» Problem:
Reproduce, unaltered, the line with "Exercise. Mark the metal" along with every line that follows it in the records, up to the last.

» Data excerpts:

____

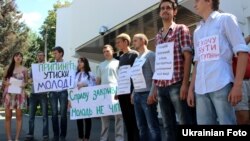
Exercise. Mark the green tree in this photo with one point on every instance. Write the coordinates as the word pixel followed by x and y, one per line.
pixel 48 27
pixel 13 32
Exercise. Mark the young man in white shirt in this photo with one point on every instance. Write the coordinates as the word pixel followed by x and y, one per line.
pixel 216 39
pixel 107 73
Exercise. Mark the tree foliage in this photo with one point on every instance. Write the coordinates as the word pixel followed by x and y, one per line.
pixel 49 26
pixel 13 32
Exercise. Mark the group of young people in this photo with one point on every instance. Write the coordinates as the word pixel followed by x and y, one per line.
pixel 212 89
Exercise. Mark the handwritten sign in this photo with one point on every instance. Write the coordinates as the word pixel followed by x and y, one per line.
pixel 95 101
pixel 164 61
pixel 124 83
pixel 208 48
pixel 15 86
pixel 53 76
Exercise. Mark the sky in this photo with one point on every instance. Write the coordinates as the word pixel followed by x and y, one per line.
pixel 35 11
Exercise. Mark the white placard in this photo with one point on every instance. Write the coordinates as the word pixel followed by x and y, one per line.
pixel 95 101
pixel 137 73
pixel 208 48
pixel 54 76
pixel 164 61
pixel 124 83
pixel 15 86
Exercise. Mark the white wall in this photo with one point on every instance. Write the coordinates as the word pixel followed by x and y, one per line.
pixel 81 21
pixel 240 8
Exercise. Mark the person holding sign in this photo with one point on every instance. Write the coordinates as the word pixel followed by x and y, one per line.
pixel 216 39
pixel 84 78
pixel 172 69
pixel 62 97
pixel 242 109
pixel 141 73
pixel 34 100
pixel 14 73
pixel 125 62
pixel 107 74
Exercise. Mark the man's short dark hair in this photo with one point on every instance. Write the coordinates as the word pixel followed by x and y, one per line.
pixel 59 49
pixel 173 2
pixel 215 5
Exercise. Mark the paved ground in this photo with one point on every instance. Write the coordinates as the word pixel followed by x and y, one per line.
pixel 71 134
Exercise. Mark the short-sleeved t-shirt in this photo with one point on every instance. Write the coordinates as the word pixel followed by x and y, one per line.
pixel 107 71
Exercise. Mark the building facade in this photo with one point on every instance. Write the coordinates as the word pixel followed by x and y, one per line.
pixel 78 26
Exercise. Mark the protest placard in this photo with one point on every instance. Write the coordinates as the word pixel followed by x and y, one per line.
pixel 95 101
pixel 54 76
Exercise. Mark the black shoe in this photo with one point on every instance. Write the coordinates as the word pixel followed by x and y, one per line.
pixel 29 138
pixel 62 139
pixel 45 138
pixel 55 139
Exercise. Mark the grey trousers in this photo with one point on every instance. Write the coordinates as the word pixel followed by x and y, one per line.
pixel 119 128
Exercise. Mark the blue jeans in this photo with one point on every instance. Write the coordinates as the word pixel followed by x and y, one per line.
pixel 34 100
pixel 174 111
pixel 62 97
pixel 146 118
pixel 214 108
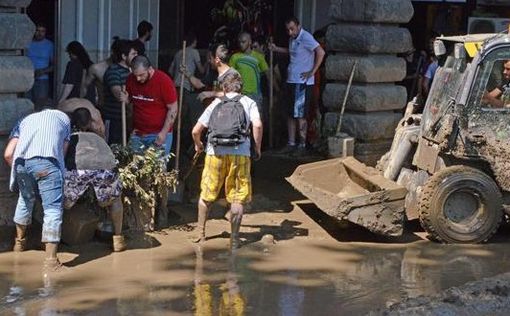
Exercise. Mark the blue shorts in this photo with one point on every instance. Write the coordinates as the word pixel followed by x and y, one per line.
pixel 139 143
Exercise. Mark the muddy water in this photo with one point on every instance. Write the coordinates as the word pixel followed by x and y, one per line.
pixel 166 275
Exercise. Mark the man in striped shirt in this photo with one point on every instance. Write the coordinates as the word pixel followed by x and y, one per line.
pixel 35 152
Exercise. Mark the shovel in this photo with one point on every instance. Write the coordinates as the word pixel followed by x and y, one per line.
pixel 178 194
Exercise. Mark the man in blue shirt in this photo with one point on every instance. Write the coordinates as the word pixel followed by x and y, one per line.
pixel 40 52
pixel 35 152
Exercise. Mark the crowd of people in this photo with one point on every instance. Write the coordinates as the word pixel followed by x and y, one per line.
pixel 58 156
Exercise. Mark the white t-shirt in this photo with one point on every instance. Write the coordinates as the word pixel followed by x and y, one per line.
pixel 252 112
pixel 302 57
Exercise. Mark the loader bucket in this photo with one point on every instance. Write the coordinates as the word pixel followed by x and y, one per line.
pixel 347 189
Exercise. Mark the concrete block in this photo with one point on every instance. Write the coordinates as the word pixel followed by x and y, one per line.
pixel 16 32
pixel 17 74
pixel 362 38
pixel 79 225
pixel 15 3
pixel 373 11
pixel 12 110
pixel 365 97
pixel 370 69
pixel 364 127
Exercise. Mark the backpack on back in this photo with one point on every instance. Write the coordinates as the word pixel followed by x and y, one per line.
pixel 228 124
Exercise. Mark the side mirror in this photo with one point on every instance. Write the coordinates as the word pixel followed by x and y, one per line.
pixel 439 48
pixel 459 51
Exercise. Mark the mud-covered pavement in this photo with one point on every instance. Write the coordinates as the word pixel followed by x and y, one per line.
pixel 313 267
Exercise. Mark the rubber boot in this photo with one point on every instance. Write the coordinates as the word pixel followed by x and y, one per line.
pixel 20 241
pixel 203 212
pixel 235 226
pixel 51 263
pixel 119 243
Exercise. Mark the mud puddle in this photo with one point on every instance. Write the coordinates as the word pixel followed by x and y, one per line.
pixel 169 276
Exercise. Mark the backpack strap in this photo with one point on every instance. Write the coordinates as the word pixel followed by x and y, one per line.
pixel 237 98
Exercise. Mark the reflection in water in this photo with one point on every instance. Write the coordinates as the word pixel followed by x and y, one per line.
pixel 231 300
pixel 291 297
pixel 291 279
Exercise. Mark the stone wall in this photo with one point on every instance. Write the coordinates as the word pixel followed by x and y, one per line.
pixel 17 78
pixel 367 31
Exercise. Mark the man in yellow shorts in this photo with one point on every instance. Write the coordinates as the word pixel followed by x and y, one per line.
pixel 227 159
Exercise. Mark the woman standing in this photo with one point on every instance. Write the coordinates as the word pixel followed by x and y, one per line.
pixel 76 71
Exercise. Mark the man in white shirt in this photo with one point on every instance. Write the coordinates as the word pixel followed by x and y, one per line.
pixel 306 56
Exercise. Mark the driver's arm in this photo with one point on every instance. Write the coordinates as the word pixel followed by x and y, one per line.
pixel 493 98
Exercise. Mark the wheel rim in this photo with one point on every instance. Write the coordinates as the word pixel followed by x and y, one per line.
pixel 463 208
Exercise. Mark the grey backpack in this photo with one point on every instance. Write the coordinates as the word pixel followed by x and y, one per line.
pixel 228 124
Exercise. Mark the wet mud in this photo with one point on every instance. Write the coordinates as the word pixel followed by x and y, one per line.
pixel 295 260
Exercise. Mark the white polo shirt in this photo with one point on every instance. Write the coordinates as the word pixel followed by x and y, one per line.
pixel 302 57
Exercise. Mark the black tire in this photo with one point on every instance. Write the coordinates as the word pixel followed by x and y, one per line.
pixel 460 204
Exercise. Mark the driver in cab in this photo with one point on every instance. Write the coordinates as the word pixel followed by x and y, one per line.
pixel 499 97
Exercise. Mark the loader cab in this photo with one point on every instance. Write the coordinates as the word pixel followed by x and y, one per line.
pixel 486 116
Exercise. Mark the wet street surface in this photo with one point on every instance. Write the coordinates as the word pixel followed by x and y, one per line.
pixel 314 267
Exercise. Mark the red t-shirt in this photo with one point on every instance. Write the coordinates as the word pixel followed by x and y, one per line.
pixel 150 100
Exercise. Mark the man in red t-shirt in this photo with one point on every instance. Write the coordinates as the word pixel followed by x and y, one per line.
pixel 154 100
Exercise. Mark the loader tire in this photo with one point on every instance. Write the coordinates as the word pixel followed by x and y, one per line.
pixel 460 204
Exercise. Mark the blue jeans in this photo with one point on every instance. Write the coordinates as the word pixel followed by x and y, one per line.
pixel 40 176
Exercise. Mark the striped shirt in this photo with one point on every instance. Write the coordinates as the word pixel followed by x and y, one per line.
pixel 41 134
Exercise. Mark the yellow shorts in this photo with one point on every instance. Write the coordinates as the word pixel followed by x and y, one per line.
pixel 234 171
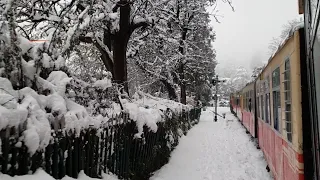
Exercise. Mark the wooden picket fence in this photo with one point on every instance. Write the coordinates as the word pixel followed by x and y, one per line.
pixel 111 148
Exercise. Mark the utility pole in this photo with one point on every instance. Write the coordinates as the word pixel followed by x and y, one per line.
pixel 216 100
pixel 216 82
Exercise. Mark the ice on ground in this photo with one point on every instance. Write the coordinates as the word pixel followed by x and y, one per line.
pixel 215 151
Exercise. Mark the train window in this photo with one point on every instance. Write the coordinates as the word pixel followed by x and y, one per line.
pixel 287 96
pixel 262 103
pixel 267 108
pixel 258 107
pixel 276 109
pixel 276 98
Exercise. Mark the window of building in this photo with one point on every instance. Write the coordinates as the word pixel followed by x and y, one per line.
pixel 287 96
pixel 276 98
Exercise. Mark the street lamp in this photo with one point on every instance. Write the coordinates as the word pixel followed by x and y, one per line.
pixel 216 82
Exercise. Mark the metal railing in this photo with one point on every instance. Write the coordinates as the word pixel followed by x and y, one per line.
pixel 110 148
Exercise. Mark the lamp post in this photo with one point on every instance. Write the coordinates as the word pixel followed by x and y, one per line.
pixel 216 82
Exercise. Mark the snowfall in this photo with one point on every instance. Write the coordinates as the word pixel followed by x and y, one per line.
pixel 211 151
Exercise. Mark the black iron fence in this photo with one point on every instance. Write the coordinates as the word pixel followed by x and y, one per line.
pixel 113 147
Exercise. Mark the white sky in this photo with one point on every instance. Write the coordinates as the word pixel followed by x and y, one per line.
pixel 243 36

____

» Response for this exercise:
Exercise. Mark the metal railing in this photo with one point on every instance. Write the coordinates as the word pixel followed by x and y, one per line.
pixel 110 148
Exercise. Mark the lamp post in this photo with one point on every instance. Write the coordinates as the word pixel followed by x and y, one per line.
pixel 216 82
Exercise. Mark the snowfall in this photo with one point on every instance. Write the coordinates as the word pixel followed by x and y, one per line.
pixel 211 151
Exercise. Mark the black iron fence in this photo with one point on every instance. Write the coordinates as the word pixel followed by x and y, one per line.
pixel 113 147
Exercise. Mark the white sky in this photo with one point on every instance. Write the coordinates as the word pixel followed by x and y, one per line.
pixel 243 36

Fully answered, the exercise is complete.